* **GOAL OF THE EXERCISE**: The records below must be retyped exactly.
*** PROVIDED MATERIAL Section Begins ***
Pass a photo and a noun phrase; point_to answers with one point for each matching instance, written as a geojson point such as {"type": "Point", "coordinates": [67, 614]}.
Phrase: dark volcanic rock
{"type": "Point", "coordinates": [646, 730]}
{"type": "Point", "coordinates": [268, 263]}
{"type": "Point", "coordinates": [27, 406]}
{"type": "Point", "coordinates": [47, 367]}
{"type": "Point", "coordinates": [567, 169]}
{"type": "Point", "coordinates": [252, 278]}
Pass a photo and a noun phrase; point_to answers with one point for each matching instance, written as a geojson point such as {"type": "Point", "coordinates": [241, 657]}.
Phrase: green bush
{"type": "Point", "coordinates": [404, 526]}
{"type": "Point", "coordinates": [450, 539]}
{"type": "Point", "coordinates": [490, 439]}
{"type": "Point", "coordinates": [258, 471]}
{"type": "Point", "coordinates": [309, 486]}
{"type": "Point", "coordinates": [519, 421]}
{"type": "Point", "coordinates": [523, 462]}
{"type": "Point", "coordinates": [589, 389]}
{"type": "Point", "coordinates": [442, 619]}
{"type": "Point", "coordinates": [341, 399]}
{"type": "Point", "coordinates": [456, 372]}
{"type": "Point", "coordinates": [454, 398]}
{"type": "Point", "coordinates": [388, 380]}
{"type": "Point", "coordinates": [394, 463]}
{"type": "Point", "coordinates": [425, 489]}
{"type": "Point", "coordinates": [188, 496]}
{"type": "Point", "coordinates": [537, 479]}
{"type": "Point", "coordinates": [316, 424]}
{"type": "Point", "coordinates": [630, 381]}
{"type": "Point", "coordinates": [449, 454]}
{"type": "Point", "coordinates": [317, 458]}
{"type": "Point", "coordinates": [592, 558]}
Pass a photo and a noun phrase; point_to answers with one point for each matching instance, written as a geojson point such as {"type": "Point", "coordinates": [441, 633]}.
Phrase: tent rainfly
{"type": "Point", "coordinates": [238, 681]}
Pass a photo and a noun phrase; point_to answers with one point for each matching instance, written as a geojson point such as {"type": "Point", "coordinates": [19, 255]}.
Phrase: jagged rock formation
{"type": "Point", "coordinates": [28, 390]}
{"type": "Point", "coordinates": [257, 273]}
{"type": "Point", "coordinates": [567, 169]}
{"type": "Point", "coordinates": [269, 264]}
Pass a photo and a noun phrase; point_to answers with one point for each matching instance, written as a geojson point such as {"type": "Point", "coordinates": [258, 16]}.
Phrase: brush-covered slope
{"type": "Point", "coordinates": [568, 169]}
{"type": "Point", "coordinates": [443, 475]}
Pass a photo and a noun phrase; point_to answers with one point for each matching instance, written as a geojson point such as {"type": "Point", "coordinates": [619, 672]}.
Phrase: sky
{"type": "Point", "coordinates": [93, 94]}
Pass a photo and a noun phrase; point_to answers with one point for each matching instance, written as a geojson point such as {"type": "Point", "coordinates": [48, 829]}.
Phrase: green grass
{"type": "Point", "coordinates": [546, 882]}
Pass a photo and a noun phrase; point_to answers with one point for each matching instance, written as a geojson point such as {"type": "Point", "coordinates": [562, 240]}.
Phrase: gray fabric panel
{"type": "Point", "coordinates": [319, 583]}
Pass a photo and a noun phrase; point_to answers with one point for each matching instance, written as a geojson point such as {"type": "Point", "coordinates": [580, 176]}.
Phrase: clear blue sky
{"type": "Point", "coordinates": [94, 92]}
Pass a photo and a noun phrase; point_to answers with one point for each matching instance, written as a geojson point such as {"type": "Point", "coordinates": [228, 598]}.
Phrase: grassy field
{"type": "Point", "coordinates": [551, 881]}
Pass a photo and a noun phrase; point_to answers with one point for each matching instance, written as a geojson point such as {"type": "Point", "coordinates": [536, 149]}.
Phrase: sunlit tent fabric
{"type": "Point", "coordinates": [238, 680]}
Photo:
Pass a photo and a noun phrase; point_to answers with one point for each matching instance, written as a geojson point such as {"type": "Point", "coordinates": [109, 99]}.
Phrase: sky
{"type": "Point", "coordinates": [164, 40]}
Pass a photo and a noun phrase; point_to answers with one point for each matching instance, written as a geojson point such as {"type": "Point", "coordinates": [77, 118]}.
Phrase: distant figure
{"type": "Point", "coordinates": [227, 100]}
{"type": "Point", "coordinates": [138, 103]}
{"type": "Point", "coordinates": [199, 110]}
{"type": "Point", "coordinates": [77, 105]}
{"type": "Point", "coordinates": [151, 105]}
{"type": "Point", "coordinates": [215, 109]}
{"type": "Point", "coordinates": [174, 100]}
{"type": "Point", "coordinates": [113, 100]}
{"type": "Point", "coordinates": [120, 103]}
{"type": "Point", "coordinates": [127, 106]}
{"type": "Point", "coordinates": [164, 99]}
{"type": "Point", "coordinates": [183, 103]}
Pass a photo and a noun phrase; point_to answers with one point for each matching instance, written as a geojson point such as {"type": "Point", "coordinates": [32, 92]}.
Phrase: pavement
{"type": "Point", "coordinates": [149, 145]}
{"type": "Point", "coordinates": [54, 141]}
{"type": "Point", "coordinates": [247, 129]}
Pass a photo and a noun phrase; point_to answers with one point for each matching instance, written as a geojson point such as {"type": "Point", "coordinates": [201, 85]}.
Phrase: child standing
*** PROVIDED MATERIAL Section Ends ***
* **ANSWER SPACE**:
Pass a photo and a noun phrase; point_to answers with one point for each matching instance, written as a geojson point such as {"type": "Point", "coordinates": [67, 614]}.
Phrase: dark volcanic rock
{"type": "Point", "coordinates": [646, 730]}
{"type": "Point", "coordinates": [268, 263]}
{"type": "Point", "coordinates": [27, 406]}
{"type": "Point", "coordinates": [47, 367]}
{"type": "Point", "coordinates": [567, 169]}
{"type": "Point", "coordinates": [252, 278]}
Pass a photo and a noun phrase; point_to answers with one point for each matching instance, written as a geojson point such as {"type": "Point", "coordinates": [241, 657]}.
Phrase: green bush
{"type": "Point", "coordinates": [404, 526]}
{"type": "Point", "coordinates": [450, 539]}
{"type": "Point", "coordinates": [490, 439]}
{"type": "Point", "coordinates": [258, 471]}
{"type": "Point", "coordinates": [309, 486]}
{"type": "Point", "coordinates": [519, 421]}
{"type": "Point", "coordinates": [523, 462]}
{"type": "Point", "coordinates": [589, 389]}
{"type": "Point", "coordinates": [442, 619]}
{"type": "Point", "coordinates": [341, 399]}
{"type": "Point", "coordinates": [456, 372]}
{"type": "Point", "coordinates": [454, 398]}
{"type": "Point", "coordinates": [388, 380]}
{"type": "Point", "coordinates": [394, 463]}
{"type": "Point", "coordinates": [425, 489]}
{"type": "Point", "coordinates": [188, 496]}
{"type": "Point", "coordinates": [537, 479]}
{"type": "Point", "coordinates": [316, 424]}
{"type": "Point", "coordinates": [630, 381]}
{"type": "Point", "coordinates": [449, 454]}
{"type": "Point", "coordinates": [317, 458]}
{"type": "Point", "coordinates": [592, 558]}
Pass a photo and a noun phrase; point_to answers with one point for each matching instance, written as a geojson point such as {"type": "Point", "coordinates": [441, 633]}.
Phrase: tent rainfly
{"type": "Point", "coordinates": [238, 681]}
Pass a photo and a noun phrase; point_to answers with one point for each matching instance, written as a geojson point such as {"type": "Point", "coordinates": [19, 255]}.
Phrase: jagged rock formation
{"type": "Point", "coordinates": [28, 390]}
{"type": "Point", "coordinates": [257, 273]}
{"type": "Point", "coordinates": [567, 169]}
{"type": "Point", "coordinates": [269, 264]}
Pass a photo and a noun phrase; point_to answers with one point for each matching instance, written as a geojson point such as {"type": "Point", "coordinates": [258, 16]}.
Phrase: brush-covered slope
{"type": "Point", "coordinates": [568, 169]}
{"type": "Point", "coordinates": [443, 475]}
Pass a photo and a noun phrase; point_to answers with one point for each matching instance, written as a geojson point such as {"type": "Point", "coordinates": [619, 672]}.
Phrase: sky
{"type": "Point", "coordinates": [93, 94]}
Pass a photo and a noun phrase; point_to answers with one point for each matching instance, written as a geojson point such as {"type": "Point", "coordinates": [48, 829]}.
Phrase: green grass
{"type": "Point", "coordinates": [546, 882]}
Pass a photo and a noun phrase; point_to answers with one point for each matching instance, written as a geojson point such as {"type": "Point", "coordinates": [562, 240]}.
Phrase: gray fabric panel
{"type": "Point", "coordinates": [319, 583]}
Pass a photo and a noun phrase; point_to answers with one point for each matching instance, written as a geojson point such as {"type": "Point", "coordinates": [580, 176]}.
Phrase: clear blue sky
{"type": "Point", "coordinates": [94, 92]}
Pass a photo and a noun phrase; point_to answers with one point for each matching instance, written as a geojson point such as {"type": "Point", "coordinates": [228, 598]}.
Phrase: grassy field
{"type": "Point", "coordinates": [551, 881]}
Pass a photo and a noun phrase; point_to answers with one point for each matching instance, written as a geojson point such as {"type": "Point", "coordinates": [536, 149]}.
Phrase: sunlit tent fabric
{"type": "Point", "coordinates": [238, 680]}
Photo:
Pass a photo and a noun phrase; point_to answers with one point for each matching instance, written as a geojson point such as {"type": "Point", "coordinates": [109, 99]}.
Phrase: sky
{"type": "Point", "coordinates": [164, 40]}
Pass a photo and a noun phrase; point_to answers with one point for each matching instance, written as a geojson point such as {"type": "Point", "coordinates": [77, 118]}.
Phrase: distant figure
{"type": "Point", "coordinates": [227, 100]}
{"type": "Point", "coordinates": [138, 103]}
{"type": "Point", "coordinates": [199, 110]}
{"type": "Point", "coordinates": [77, 105]}
{"type": "Point", "coordinates": [151, 105]}
{"type": "Point", "coordinates": [215, 109]}
{"type": "Point", "coordinates": [174, 100]}
{"type": "Point", "coordinates": [113, 100]}
{"type": "Point", "coordinates": [120, 103]}
{"type": "Point", "coordinates": [127, 106]}
{"type": "Point", "coordinates": [164, 99]}
{"type": "Point", "coordinates": [183, 103]}
Pass a photo and a noun phrase; point_to answers with one point for each matching instance, written as a geojson point such as {"type": "Point", "coordinates": [32, 92]}.
Phrase: pavement
{"type": "Point", "coordinates": [149, 145]}
{"type": "Point", "coordinates": [54, 141]}
{"type": "Point", "coordinates": [247, 129]}
Pass a photo and a noun phrase; point_to answers with one point for each matching instance, written as a geojson point such as {"type": "Point", "coordinates": [201, 85]}.
Phrase: child standing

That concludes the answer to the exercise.